— Begin DATA TO PROCESS —

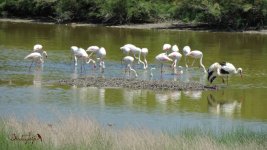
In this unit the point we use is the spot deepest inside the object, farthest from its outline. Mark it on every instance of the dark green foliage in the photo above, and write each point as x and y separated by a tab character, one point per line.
231	14
225	14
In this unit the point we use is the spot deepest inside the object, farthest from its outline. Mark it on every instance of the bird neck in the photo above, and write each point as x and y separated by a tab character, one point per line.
239	70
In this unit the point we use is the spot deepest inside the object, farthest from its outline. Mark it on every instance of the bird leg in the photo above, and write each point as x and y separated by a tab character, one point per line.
185	62
145	61
193	61
131	69
223	80
75	60
31	66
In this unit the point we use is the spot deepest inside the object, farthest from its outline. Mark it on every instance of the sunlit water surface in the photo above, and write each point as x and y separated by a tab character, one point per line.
36	93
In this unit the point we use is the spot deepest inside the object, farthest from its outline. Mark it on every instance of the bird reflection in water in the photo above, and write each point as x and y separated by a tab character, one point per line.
37	78
195	95
163	97
221	106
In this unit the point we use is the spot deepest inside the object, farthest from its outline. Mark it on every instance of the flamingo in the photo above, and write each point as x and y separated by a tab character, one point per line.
222	69
101	54
144	52
166	47
92	49
186	50
36	58
163	58
38	48
175	48
176	56
128	60
196	54
74	50
81	54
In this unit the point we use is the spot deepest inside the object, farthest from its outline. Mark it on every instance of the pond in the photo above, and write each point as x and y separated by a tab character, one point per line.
36	93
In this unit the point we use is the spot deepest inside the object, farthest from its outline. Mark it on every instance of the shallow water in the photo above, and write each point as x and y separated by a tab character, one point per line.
36	93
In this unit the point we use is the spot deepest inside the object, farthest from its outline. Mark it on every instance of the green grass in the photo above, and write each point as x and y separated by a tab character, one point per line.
84	133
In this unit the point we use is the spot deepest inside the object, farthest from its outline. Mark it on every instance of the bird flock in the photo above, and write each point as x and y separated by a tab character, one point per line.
170	56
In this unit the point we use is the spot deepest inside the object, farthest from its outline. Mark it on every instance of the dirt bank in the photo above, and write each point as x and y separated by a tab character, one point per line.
135	84
170	25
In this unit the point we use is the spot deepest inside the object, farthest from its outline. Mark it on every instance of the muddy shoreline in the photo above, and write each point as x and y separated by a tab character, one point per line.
134	84
169	25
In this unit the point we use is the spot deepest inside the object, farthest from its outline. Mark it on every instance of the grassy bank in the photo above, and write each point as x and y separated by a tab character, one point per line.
84	133
224	14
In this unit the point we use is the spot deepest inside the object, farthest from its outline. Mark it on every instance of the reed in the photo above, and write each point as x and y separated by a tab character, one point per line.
85	133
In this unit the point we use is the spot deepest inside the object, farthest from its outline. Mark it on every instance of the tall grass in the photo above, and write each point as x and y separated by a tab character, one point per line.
225	14
84	133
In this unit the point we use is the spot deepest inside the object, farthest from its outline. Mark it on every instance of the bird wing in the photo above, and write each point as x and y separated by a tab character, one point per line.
33	56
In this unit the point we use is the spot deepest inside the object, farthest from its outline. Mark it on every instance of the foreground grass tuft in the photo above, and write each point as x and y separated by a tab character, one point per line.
84	133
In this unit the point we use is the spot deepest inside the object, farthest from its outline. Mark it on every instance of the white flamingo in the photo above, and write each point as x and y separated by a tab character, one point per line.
38	48
163	58
166	47
175	48
144	52
186	50
176	57
222	69
128	61
74	50
101	54
36	58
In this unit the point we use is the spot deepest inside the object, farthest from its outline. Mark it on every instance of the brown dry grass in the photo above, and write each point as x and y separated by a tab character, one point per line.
84	133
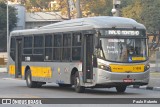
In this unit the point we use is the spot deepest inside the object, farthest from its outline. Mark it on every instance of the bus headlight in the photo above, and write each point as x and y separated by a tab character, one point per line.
104	67
146	67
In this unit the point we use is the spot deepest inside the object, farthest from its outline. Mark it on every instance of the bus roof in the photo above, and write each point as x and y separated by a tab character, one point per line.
98	22
85	24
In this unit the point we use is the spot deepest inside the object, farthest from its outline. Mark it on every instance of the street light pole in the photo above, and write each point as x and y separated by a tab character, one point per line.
79	12
116	8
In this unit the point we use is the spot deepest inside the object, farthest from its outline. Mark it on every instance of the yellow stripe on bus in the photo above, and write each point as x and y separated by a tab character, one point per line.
36	71
127	68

— End DATA TO PROCESS —

◆ **WHAT IS ASKED**
Reproduce the material above in full, exactly, with no images.

◆ **SOLUTION**
In this unit the point we use is the spot deepest inside the object, farthest from its outline. Mark it on every instance of the dark green foliage in the photo above, and write each point as x and y separated by a tab character, one point per line.
231	14
225	14
In this unit the point we use is the spot deepest inside the object, farthest from its outline. Mark it on every instance of the bird neck in the photo above, and write each point as x and y separated by a tab character, one point per line.
239	70
In this unit the point we use is the spot deepest inside the object, farthest from its outline. Mark it on every instance of the bird leg in the photo above, and write each point as x and y separated by a tab character, one point per line.
185	62
145	61
193	61
131	69
223	80
75	60
31	66
In this unit the point we use is the spot deepest inside the object, farthest from its outline. Mark it on every instance of the sunlit water surface in the photo above, and write each point as x and y separated by a tab character, one point per line.
36	93
In this unit the point we use is the spot deepest inside the object, farthest from its outline. Mark it on every instance of the bird reflection in water in the photo above, and write each point as x and y separated by a tab character, one point per line.
37	78
195	95
163	97
221	106
In this unit the point we use is the spot deepest inside the object, farthest from its outline. Mark it on every instance of the flamingo in the photo above, and write each point as x and y separated by a tab character, one point per line.
222	69
101	54
144	52
166	47
92	49
186	50
36	58
163	58
38	48
175	48
176	56
128	60
196	54
74	50
81	54
In this unit the point we use is the spot deepest inside the object, farthest from its outline. Mark it on every instance of the pond in the photo above, and write each point as x and y separated by a tab character, one point per line.
36	93
In this unit the point we use is the spot deepest inside the object, farthest from its outline. Mark it on every instance of the shallow water in the photo above, and write each point as x and y separated by a tab character, one point per line.
36	93
In this unit the point we use is the spot deepest inside the object, farthest from its outline. Mark it on every instance of the green grass in the photo above, and write each point as x and y separated by a tab character, one point per line.
84	133
In this unit the point we use is the spot deepest inside the object, farthest from its outline. Mark it on every instance of the bird flock in the photo above, and write each point as x and y separated by a tab character, one point per line.
170	56
In this unit the point we use is the spot deepest inside the object, farthest from its outline. Mark it on every instance of the dirt bank in the photo above, and write each point as x and y separated by a tab character, one point per line.
135	84
170	25
In this unit the point we use is the spot deepest inside the object, farthest from its outline. Mark it on every instance of the muddy shoreline in the photo above, and write each point as x and y separated by a tab character, one point per line.
134	84
169	25
In this unit the point we use is the spot deepest inside the object, farthest from its outline. Mark it on every instance of the grassy bank in the photo above, and write each point as x and y separated by a tab character, one point per line.
84	133
224	14
In this unit the point we use is the spot deepest inside the object, farthest from its outline. Mark it on every instance of the reed in the photo above, and write each point as x and y separated by a tab character, one point per line.
85	133
In this unit the point we use is the spot deepest inside the object, farthest from its outline. Mark it on every instance of the tall grass in the photo above, and write each point as x and y separated by a tab character, one point per line.
225	14
84	133
In this unit the point we use is the spot deepest inside the object, farthest from its outline. Mark it on every instance of the bird wing in the photo above, and write each point as x and y separated by a tab character, one point per line.
33	56
In this unit the point we use is the spot deepest inside the object, farthest from its outline. Mark it on every instance of the foreground grass tuft in the photo above, and write each point as x and y separated by a tab character, one point per line.
84	133
In this unit the point we use is the spot deepest inside the object, farthest from its outline. Mark it on every instance of the white flamingo in the photo above, and write each point as x and y separated by a tab character, one point per line.
38	48
163	58
166	47
175	48
144	52
186	50
176	57
222	69
128	61
74	50
101	54
36	58
In this unit the point we use is the spot deepest inside the object, farthest from its outline. Mark it on every instance of the brown dry grass in the photo above, and write each point as x and y separated by a tab character, one point per line.
84	133
In this unit the point we use is the spot deepest inside the object, farthest from its outline. Mark it on every instance of the bus headlight in the photo above, and write each point as x and y separated by a tab character, one point per line.
104	67
146	67
In this unit the point we use is the spot deepest inside the object, farthest from its outline. Mark it on every instance of the bus roof in the photo above, and write each point as x and y separated by a tab character, one point per line.
98	22
85	24
In this unit the point we use is the spot deepest inside the object, farthest from its outline. Mark it on every instance of the street light pole in the photo above, and write each point as x and y separated by a tab character, one point per line.
79	12
116	8
In this unit the point we use is the spot deepest inside the object, farthest from its outline. Mark it on every instance of the yellow stripe on bus in the photo above, and write each point as x and y separated by a tab character, one point per line.
36	71
127	68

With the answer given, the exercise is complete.